* PROBLEM TO WORK ON
Once the pictures are set aside, copy the records below exactly as they stand.
** SUPPLIED INFORMATION follows **
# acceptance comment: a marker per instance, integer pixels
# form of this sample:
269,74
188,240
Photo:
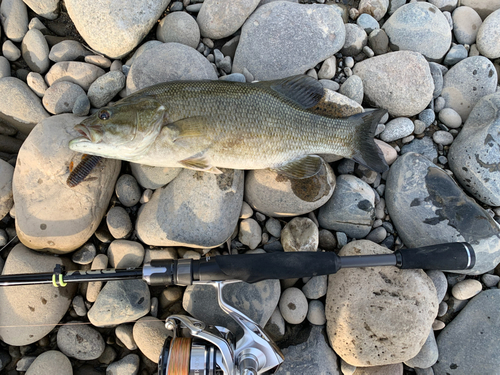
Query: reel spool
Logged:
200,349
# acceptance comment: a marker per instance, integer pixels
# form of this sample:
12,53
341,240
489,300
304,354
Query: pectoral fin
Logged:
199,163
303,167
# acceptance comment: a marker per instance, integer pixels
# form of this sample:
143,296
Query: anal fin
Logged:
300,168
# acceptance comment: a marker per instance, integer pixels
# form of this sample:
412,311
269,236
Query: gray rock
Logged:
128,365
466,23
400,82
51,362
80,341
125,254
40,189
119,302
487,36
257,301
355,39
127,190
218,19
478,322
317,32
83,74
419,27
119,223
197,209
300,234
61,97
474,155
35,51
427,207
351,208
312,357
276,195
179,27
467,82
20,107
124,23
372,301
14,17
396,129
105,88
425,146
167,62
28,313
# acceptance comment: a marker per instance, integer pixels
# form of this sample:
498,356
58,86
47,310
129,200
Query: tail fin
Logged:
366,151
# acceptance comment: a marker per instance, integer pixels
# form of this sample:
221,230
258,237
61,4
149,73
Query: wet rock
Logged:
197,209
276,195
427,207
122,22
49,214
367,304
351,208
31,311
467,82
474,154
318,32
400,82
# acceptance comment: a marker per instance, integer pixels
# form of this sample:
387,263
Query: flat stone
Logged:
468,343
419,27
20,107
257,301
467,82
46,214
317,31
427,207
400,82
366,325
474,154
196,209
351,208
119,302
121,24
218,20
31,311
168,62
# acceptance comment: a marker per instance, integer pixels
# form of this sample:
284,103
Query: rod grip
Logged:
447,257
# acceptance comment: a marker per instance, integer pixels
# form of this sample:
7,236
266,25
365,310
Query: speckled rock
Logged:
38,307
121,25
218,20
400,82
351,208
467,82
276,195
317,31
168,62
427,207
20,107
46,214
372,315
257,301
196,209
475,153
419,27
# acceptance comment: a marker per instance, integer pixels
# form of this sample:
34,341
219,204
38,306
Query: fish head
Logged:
** End of SUPPLIED INFORMATION **
* RESPONSE
# acceptance comment: a marker per instance, integer pixels
# form of this sample:
269,74
188,240
Photo:
Query: reel spool
Logged:
200,349
# acceptance comment: a marker per instance, integer pixels
# form of this sample:
12,53
341,240
489,300
304,354
Query: pectoral fin
Logged:
199,163
303,167
# acceptance comment: a marker per instance, integer pixels
# form of this sample:
143,296
Query: anal fin
Logged:
300,168
# acceptance comment: a marker per instance, integer pixels
# form of this sample:
412,311
269,236
Query: gray rock
Logged:
128,365
466,23
400,82
51,362
80,341
125,254
40,189
119,302
487,36
257,301
355,39
127,190
218,19
478,322
317,32
83,74
419,27
119,223
197,209
300,234
61,97
474,155
35,51
427,207
351,208
312,357
276,195
179,27
467,82
20,107
124,23
372,301
14,17
396,129
105,88
425,146
167,62
28,313
# acceptance comment: a marker per instance, integer pixels
# form of this sample:
498,356
58,86
47,310
129,200
Query: tail fin
Logged:
366,151
# acceptance comment: a marker per instance, integer pixels
# form of this sample:
221,230
258,237
61,4
149,73
Query: wet rock
Logged:
197,209
276,195
427,207
122,22
49,214
367,304
351,208
31,311
467,82
474,154
318,32
400,82
# acceptance comment: a marker per instance, integer pixels
# form of this sample:
387,263
Query: flat stone
Logged:
468,343
419,27
20,107
257,301
467,82
46,214
317,31
427,207
400,82
366,325
474,154
196,209
351,208
119,302
121,24
218,20
31,311
168,62
# acceptance comment: a marker per instance, integer pixels
# form of this sample:
284,103
Query: rod grip
Logged:
447,257
# acceptance comment: a marker per instance, integer pixels
# form of this sample:
7,236
266,25
365,310
Query: speckled rock
Logged:
38,307
121,25
218,20
400,82
351,208
467,82
276,195
317,31
168,62
427,207
20,107
46,214
372,315
257,301
196,209
475,153
419,27
# acceptance comment: a marker per instance, integer pixels
# form of this sample:
34,341
219,204
38,306
Query: fish head
Logged:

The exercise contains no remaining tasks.